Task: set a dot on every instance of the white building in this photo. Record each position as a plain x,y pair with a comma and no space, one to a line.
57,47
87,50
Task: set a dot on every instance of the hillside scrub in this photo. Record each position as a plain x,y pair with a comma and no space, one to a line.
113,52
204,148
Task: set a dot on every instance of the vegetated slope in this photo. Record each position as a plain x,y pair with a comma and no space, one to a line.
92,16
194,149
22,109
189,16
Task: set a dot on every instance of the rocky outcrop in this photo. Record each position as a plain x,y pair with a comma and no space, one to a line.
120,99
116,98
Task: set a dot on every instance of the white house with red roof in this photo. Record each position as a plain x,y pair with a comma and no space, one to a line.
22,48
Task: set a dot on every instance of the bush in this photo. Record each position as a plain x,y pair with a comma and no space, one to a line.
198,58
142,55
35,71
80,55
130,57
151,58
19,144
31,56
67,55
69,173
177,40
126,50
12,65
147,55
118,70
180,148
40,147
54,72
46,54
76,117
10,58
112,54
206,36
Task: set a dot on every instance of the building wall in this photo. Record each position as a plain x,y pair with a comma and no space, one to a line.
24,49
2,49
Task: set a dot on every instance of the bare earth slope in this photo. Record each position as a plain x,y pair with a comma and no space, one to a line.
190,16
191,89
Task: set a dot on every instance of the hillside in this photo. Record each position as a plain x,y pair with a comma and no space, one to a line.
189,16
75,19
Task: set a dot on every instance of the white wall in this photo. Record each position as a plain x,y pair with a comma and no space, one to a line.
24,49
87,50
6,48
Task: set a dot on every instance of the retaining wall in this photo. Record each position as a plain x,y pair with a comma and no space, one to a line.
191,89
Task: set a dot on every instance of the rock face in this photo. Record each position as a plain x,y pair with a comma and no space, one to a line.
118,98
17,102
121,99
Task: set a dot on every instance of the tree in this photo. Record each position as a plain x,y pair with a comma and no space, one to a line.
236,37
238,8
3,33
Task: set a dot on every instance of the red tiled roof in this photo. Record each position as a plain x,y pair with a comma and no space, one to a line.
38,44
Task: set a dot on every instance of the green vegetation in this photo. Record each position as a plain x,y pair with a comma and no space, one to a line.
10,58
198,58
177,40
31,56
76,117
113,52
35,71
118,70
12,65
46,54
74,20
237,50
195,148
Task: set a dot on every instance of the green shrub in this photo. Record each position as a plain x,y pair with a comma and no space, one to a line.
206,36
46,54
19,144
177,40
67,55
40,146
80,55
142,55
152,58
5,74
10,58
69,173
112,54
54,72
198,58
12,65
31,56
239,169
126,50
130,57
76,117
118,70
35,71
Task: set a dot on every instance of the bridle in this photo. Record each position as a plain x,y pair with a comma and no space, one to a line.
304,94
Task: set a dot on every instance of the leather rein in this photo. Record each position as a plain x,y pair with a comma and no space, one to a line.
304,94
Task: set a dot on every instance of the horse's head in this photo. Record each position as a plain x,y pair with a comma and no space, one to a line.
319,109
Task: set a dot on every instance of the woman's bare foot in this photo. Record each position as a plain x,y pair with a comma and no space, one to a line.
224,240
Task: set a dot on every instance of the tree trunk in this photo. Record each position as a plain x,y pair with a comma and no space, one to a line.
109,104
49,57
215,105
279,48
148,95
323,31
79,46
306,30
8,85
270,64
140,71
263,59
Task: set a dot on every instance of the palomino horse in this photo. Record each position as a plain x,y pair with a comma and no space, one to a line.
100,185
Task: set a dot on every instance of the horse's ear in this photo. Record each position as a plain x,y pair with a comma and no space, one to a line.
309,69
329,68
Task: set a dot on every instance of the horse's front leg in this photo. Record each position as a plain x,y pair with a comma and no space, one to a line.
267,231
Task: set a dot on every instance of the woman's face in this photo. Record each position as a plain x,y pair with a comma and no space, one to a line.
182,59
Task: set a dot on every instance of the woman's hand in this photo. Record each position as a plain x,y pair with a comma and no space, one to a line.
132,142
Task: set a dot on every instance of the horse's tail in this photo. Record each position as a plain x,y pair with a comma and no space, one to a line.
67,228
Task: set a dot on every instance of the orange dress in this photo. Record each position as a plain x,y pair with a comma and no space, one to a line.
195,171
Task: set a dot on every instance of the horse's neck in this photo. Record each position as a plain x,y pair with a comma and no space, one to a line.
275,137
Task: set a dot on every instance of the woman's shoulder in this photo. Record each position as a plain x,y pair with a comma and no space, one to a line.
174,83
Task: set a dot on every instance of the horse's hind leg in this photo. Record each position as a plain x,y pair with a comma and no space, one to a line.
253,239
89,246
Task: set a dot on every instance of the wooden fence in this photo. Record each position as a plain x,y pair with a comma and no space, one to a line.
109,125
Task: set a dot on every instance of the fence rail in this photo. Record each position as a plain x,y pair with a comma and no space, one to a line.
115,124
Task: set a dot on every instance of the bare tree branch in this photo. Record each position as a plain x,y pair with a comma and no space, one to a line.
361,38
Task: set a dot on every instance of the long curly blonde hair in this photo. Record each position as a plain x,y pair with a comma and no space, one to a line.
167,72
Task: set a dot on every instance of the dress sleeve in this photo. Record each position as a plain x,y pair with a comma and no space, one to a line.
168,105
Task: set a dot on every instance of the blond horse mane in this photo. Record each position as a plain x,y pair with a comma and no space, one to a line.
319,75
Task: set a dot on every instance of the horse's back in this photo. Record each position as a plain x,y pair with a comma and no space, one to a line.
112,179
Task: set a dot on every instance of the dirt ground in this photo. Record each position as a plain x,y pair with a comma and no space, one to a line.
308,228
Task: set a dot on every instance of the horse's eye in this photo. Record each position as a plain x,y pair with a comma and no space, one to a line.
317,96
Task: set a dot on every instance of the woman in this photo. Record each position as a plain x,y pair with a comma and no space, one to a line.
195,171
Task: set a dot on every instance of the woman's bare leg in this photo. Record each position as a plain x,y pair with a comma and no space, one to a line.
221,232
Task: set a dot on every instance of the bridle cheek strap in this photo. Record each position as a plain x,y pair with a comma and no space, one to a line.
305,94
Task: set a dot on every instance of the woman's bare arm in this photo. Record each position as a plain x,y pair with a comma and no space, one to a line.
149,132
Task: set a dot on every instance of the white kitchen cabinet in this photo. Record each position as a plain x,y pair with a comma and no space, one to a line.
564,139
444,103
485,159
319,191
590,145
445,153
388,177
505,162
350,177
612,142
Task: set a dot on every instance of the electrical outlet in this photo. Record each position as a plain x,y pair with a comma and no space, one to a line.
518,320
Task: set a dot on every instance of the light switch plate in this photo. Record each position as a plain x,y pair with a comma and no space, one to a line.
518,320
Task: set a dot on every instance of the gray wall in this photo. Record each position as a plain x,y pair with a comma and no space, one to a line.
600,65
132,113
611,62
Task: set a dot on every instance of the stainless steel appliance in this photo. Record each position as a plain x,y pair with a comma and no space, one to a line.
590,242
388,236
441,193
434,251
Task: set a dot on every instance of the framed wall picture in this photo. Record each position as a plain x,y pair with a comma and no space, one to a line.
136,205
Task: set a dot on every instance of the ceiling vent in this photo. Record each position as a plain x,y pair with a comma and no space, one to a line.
---*---
*WORK REQUIRED*
Transcribe every record above exactly as it appears.

*EXERCISE ANSWER*
Task: set a dot on every instance of the white building in this photo. Record each position as a plain x,y pair with a comma and no space, one to a line.
57,47
87,50
Task: set a dot on every instance of the hillside scrub in this photo. Record each position as a plain x,y pair with a comma and no space, one to a line.
113,52
204,148
Task: set a dot on every instance of the vegetated slope in this photo. Record each position as a plain x,y pair with a comma and no space, one to a line.
92,16
194,149
22,109
189,16
Task: set a dot on every instance of the rocky outcrop in this photo. Record each position as a plain x,y pair with a comma and no space, one to a line.
120,99
116,98
Task: set a dot on every instance of the white house with red roof in this photo. Record each position as a plain x,y pair with a comma and no space, one to a line.
22,48
Task: set a dot on every instance of the bush in this photo. Record each position as a plain x,y pair with a comma and no space, one to a line.
198,58
142,55
35,71
80,55
130,57
151,58
19,144
31,56
67,55
69,173
177,40
126,50
12,65
147,55
118,70
180,148
40,147
54,72
46,54
76,117
10,58
112,54
206,36
Task: set a dot on every instance of the building wall in this photo. Record each position as a plain x,y pair with a comma and no space, one to a line.
24,49
2,49
Task: set a dot on every instance of the bare earth slope in this photo. Record each position as a plain x,y pair with a comma and no space, one to a line.
190,16
191,89
Task: set a dot on every instance of the hillside in this photo. Record each position as a plain x,y pair with a comma and no space, one to a line.
189,16
75,19
Task: set a dot on every instance of the white wall in this photo. Record each position as a plain x,y pair with a comma and no space, one to a line.
24,49
87,50
6,48
Task: set a dot on every instance of the retaining wall in this photo. Record each position as a plain x,y pair with a comma and no space, one to a line.
191,89
Task: set a dot on every instance of the rock face in this photo. Record each position as a plain x,y pair with a comma and no space, one to a line.
118,98
17,102
121,99
Task: set a dot on every instance of the tree in this photo. Record each position as a plain x,y pair with a comma and no space, one to a line.
236,37
238,8
3,33
Task: set a dot on every instance of the red tiled roof in this photo. Record each position as a plain x,y pair with a comma and no space, one to a line.
38,44
Task: set a dot on every instance of the green vegetation in this photo. Record each position as a plain x,y pair with a comma and no space, one to a line.
10,58
198,58
177,40
31,56
76,117
113,52
35,71
118,70
12,65
46,54
74,20
237,50
195,148
Task: set a dot on every instance of the green shrub in this photo. Record each position as a plain x,y pair with a comma and no space, one to a line.
206,36
46,54
19,144
177,40
67,55
40,146
80,55
142,55
152,58
5,74
10,58
69,173
112,54
54,72
198,58
12,65
31,56
239,169
126,50
130,57
76,117
118,70
35,71
Task: set a dot on every instance of the bridle in this photo. Record each position as a plain x,y pair with a comma and no space, one to a line.
304,94
Task: set a dot on every instance of the leather rein in this photo. Record each position as a plain x,y pair with a comma and no space, one to a line.
304,94
Task: set a dot on every instance of the horse's head in this photo. Record each position as a plain x,y pair with a comma and no space, one to a line.
319,109
Task: set a dot on every instance of the woman's bare foot in this photo. Record each position as a plain x,y pair with a comma and no space, one to a line.
224,240
Task: set a dot on every instance of the tree trunk in this photo. Record each position as a plain x,y pair with a comma and no space, one to a line.
109,104
49,57
215,105
279,48
148,95
323,31
79,46
306,30
8,85
270,64
140,71
263,59
Task: set a dot on every instance of the palomino horse in this photo. Record each position as a plain x,y pair with a comma and no space, one to a line.
100,185
Task: set a dot on every instance of the horse's ear in this photo. Record each position as a plain x,y pair with a comma and no space, one to a line.
309,69
329,68
Task: set a dot on every instance of the horse's front leg in this photo. Record each position as a plain x,y pair with a comma and no space, one to a line.
267,231
Task: set a dot on every instance of the woman's face in this photo. Record each position as a plain x,y pair with a comma and no space, one to a line.
182,59
Task: set a dot on every instance of the woman's hand in this photo. Record each position as a plain x,y pair with a comma and no space, one to a line.
132,142
Task: set a dot on every instance of the horse's tail in this photo. Record each position as a plain x,y pair with a comma and no space, one to a line.
67,228
Task: set a dot on every instance of the orange dress in this photo. Record each position as a plain x,y pair with a comma and no space, one to a line.
195,171
Task: set a dot on every instance of the horse's neck in this photo. Record each position as a plain x,y pair with a comma and no space, one to a line.
275,137
Task: set a dot on every instance of the woman's shoulder in this photo. Record each position as a plain x,y pair with a comma and no space, one to a line.
174,83
Task: set a dot on every instance of the horse's hind leg in this photo. Record each position as a plain x,y pair with a comma and no space, one to a line.
253,239
89,246
Task: set a dot on every instance of the wooden fence in this photo. Record each position as a plain x,y pair with a comma and no space, one to a line.
109,125
Task: set a dot on every instance of the fence rail in this photo. Record each position as a plain x,y pair with a comma and no space, one to a line.
115,124
Task: set a dot on every instance of the bare tree branch in this photo. Record each position as a plain x,y pair with a comma and no space, one to a line.
361,38
Task: set a dot on every instance of the long curly blonde hair in this photo. Record each position as a plain x,y pair with a comma and no space, one to a line.
167,72
Task: set a dot on every instance of the dress sleeve in this photo. Record each position as a plain x,y pair with a comma and no space, one to a line.
168,105
Task: set a dot on every instance of the blond horse mane in this photo. Record each position as a plain x,y pair with a comma and no space, one to a line.
319,75
Task: set a dot on every instance of the horse's back in this photo. Record each position as a plain x,y pair with a comma and no space, one to a line.
112,179
Task: set a dot on every instance of the dirt ground in this photo. Record each position as a plain x,y pair with a comma and no space, one to a line.
308,228
Task: set a dot on every instance of the horse's eye in this photo. Record each position as a plain x,y pair with a comma and no space, one to a line.
317,96
Task: set a dot on every instance of the woman in this photo. Record each position as a plain x,y pair with a comma and no space, one to a line.
195,171
Task: set a dot on every instance of the woman's bare leg in this photo. Record each position as a plain x,y pair with a comma and no space, one to a line.
221,232
Task: set a dot on every instance of the bridle cheek strap in this photo. Record each position as a plain x,y pair with a comma and no space, one to a line.
305,94
Task: set a dot on every instance of the woman's bare arm in this photo. Record each position as a plain x,y pair with a comma and no space, one to a line.
149,132
Task: set a dot on every instance of the white kitchen cabinet in this photo. Record each position as a plain x,y pair with a comma and no space, one to a line.
564,139
444,103
485,159
319,191
590,145
445,153
388,177
505,162
350,177
612,142
Task: set a dot on every instance of the electrical outlet in this photo. Record each position as a plain x,y pair with a comma and no space, one to a line.
518,320
Task: set a dot on every instance of the light switch plate in this photo. Record each position as a plain x,y pair with a comma and no space, one to a line.
518,320
Task: set a dot on every instance of the gray wall in this photo. Record each position as a plain x,y pair with a comma and no space, one to a line.
600,65
132,113
611,62
Task: set a dot on every instance of the stainless steel appliance in this photo. Record each position as a plain x,y pair with a comma and no space, one to a line.
590,242
388,236
441,193
434,251
Task: set a dot on every instance of the framed wall picture in this photo. Record each position as a plain x,y pair with a comma and no space, one to a line.
136,205
Task: set a dot on every instance of the ceiling vent in this photo. Record each position as a plain x,y pair with a comma and no space, one to a line.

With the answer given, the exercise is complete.